- **WHAT IS BEING ASKED**
Rewrite all of the data below, replacing "integer pixel coordinates" with "whole-number pixel coordinates" wherever it occurs and leaving everything else unchanged. Leave the pictures out of your answer.

- **DATA PROVIDED**

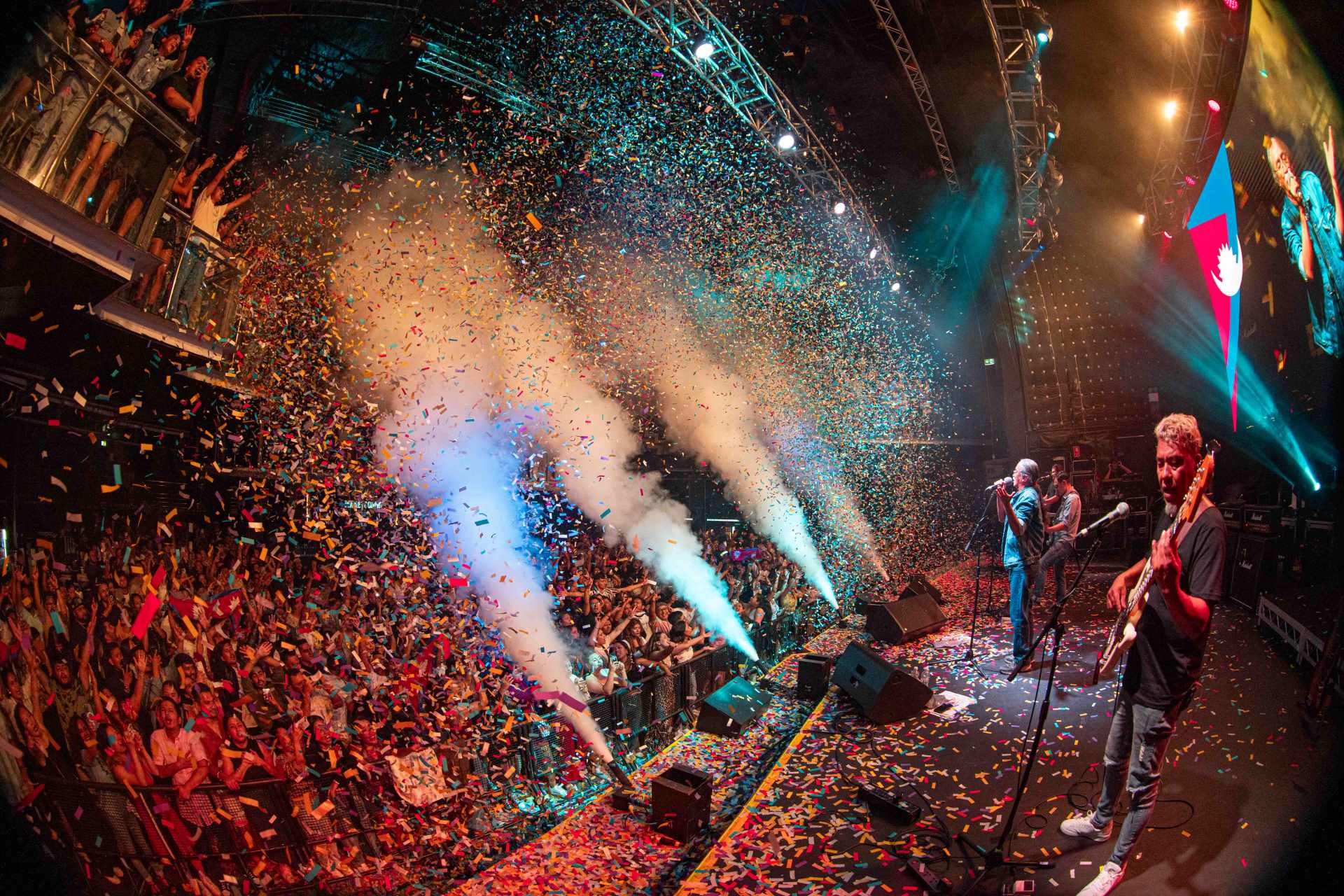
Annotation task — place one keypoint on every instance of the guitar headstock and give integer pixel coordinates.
(1199, 484)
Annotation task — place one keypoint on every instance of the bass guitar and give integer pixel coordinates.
(1126, 626)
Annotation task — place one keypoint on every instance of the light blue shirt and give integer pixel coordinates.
(1324, 289)
(1026, 507)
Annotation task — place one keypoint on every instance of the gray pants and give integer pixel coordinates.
(1138, 743)
(1054, 559)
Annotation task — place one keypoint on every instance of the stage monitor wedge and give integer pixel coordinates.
(732, 708)
(882, 691)
(813, 676)
(680, 801)
(905, 620)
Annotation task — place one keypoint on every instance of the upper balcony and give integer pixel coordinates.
(86, 166)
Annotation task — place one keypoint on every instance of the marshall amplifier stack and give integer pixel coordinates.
(1259, 531)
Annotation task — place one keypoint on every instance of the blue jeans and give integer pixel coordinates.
(1138, 743)
(1054, 559)
(1019, 608)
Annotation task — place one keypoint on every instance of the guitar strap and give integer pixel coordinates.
(1205, 504)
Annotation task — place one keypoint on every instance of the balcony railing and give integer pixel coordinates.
(59, 94)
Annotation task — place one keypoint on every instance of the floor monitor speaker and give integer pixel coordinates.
(905, 620)
(732, 708)
(883, 692)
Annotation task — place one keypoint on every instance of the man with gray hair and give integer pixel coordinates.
(1025, 538)
(1161, 669)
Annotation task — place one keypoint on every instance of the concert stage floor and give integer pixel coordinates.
(1242, 758)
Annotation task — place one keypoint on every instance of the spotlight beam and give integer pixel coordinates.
(736, 76)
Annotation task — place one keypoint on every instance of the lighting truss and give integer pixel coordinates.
(458, 58)
(1025, 99)
(734, 74)
(1205, 65)
(326, 125)
(897, 35)
(390, 11)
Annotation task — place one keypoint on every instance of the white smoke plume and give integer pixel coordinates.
(538, 390)
(708, 410)
(416, 348)
(812, 468)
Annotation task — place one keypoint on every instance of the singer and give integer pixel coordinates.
(1313, 227)
(1163, 669)
(1025, 536)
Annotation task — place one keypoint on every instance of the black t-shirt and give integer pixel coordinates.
(1164, 663)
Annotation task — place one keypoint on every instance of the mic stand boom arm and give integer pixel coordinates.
(993, 859)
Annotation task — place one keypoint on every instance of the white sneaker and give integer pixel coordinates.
(1105, 881)
(1084, 827)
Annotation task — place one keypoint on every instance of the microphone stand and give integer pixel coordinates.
(974, 608)
(993, 859)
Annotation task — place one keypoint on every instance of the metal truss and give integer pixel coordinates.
(1205, 65)
(897, 35)
(1021, 80)
(390, 11)
(458, 57)
(734, 74)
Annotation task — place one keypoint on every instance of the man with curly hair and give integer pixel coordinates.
(1163, 665)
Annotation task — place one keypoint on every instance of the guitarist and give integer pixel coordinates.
(1166, 659)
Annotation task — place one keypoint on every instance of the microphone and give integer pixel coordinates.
(1119, 514)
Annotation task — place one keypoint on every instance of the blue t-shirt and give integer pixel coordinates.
(1324, 290)
(1026, 505)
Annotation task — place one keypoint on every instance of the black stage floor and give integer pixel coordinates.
(1242, 780)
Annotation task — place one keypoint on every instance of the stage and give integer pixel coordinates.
(1240, 783)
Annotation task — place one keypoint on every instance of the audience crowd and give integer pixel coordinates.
(204, 664)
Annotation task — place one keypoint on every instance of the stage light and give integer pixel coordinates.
(1038, 24)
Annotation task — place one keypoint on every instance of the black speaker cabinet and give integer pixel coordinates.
(813, 676)
(680, 805)
(920, 584)
(1246, 571)
(905, 620)
(882, 691)
(732, 708)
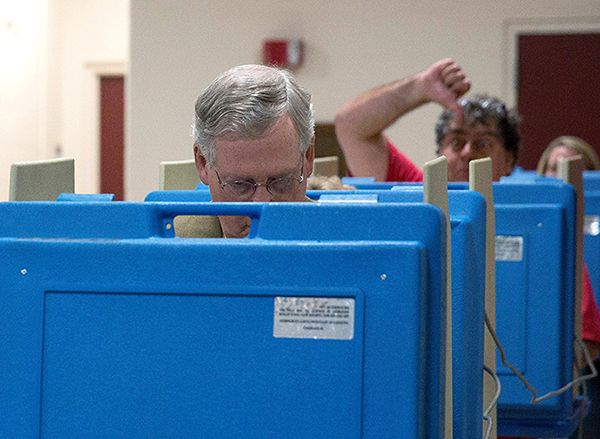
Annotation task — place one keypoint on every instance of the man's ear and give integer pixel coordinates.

- **SOLUTION FOR THIS EXERCISE**
Annotation task — place one keypoint on every instance of the guitar headstock and give whole-number pixel coordinates.
(1199, 484)
Annotation task — place one keypoint on every instance of the bass guitar and give whole-number pixel coordinates.
(1126, 626)
Annotation task — place one keypoint on every instance of the light blue shirt and give whole-number pixel coordinates.
(1324, 289)
(1026, 507)
Annotation task — place one keypoint on every instance of the gray pants and give whole-number pixel coordinates.
(1138, 743)
(1054, 559)
Annotation task — place one keypoint on every instance of the stage monitor wedge and give whole-number pixel coordinates.
(732, 708)
(882, 691)
(813, 676)
(680, 801)
(905, 620)
Annotation task — place one keypoint on every instance of the upper balcony and give whole-number pixel coordinates.
(86, 166)
Annotation task — place one keypoint on every instance of the marshall amplifier stack and give whole-number pixel coordinates.
(1259, 531)
Annotation task — place one keypoint on every instance of the blue jeans and give whole-number pixel coordinates.
(1138, 743)
(1054, 559)
(1019, 608)
Annotation task — place one keypoint on every instance of the guitar strap and give whole-number pixel coordinates.
(1205, 504)
Annotation task — place one keypoint on every instance of the balcony railing and give whole-number pixel coordinates.
(59, 94)
Annotation task — place one keypoint on every instance of the floor monitor speaker and give whole-number pixel coordinates.
(905, 620)
(732, 708)
(883, 692)
Annotation task — place one keypoint on every instance of the man with gray hair and give whole-number pixel coordinates.
(1025, 538)
(1161, 669)
Annotation task — place one keypoint on every instance of the concert stage floor and give whole-number pixel coordinates.
(1242, 758)
Annotation task — place one keypoint on every instance of the spotlight beam and give whole-number pixel coordinates.
(736, 76)
Annotation task — place one keypoint on every instance of the lighting truss and give whole-number pixel coordinates.
(458, 58)
(1025, 99)
(734, 74)
(1205, 65)
(326, 125)
(897, 35)
(390, 11)
Annotation task — place one keypoint on every instance of the white smoke plume and give whole-number pixel coordinates.
(538, 390)
(708, 410)
(416, 348)
(812, 468)
Annotation task — place one keypoint on every instance of the singer and give whole-number pixel coordinates.
(1313, 227)
(1163, 669)
(1025, 536)
Annotation task — place one keypoint on every instance of the black t-shirt and give whole-number pixel coordinates.
(1164, 663)
Annotation task — place one keypoint on every instance of the mic stand boom arm and give whole-number pixel coordinates.
(993, 859)
Annotation task — place one keypoint on every instance of the white sneaker and give whole-number pixel coordinates.
(1105, 881)
(1084, 827)
Annotation task — place one keypoint on every instance of the microphone stand and give whole-number pixel coordinates.
(974, 608)
(993, 859)
Annotation task — place one keypoint on every instance of the metal truss and give whole-number pixel coordinates.
(1205, 65)
(897, 35)
(1021, 80)
(390, 11)
(458, 57)
(734, 74)
Annotation task — place one keypoint on every instance of the man with curly hair and give whole-number pixel coordinates.
(1163, 665)
Annotation task — place one keypoint on every instance of the guitarist and give whole-number pixel coordinates.
(1166, 659)
Annotation task — place one keypoint on every instance of the microphone and give whole-number pixel coordinates.
(1119, 514)
Annotation task — place one keypoint on every instance of the blue t-shirt and give whole-number pixel coordinates.
(1324, 290)
(1026, 505)
Annotation task — place one keypoint on every instance of the black stage floor and give whole-number pixel coordinates.
(1242, 780)
Annotation task — place one keypoint on every instance of the stage and give whole-number pixel coordinates.
(1240, 783)
Annotation task — place one keypoint on every instance of the audience crowd and give whole-number pixel coordinates.
(204, 664)
Annotation task — place one keypoint on every instance of the stage light and give whole-number pixel coordinates.
(1038, 24)
Annotation task — place one keypoint on every instance of the black speaker cabinet and give whole-number pixel coordinates.
(813, 676)
(680, 805)
(920, 584)
(1246, 571)
(905, 620)
(882, 691)
(732, 708)
Annotation task — place one keypoint on every instance of the man's ear and give whole-number pixel coordinates.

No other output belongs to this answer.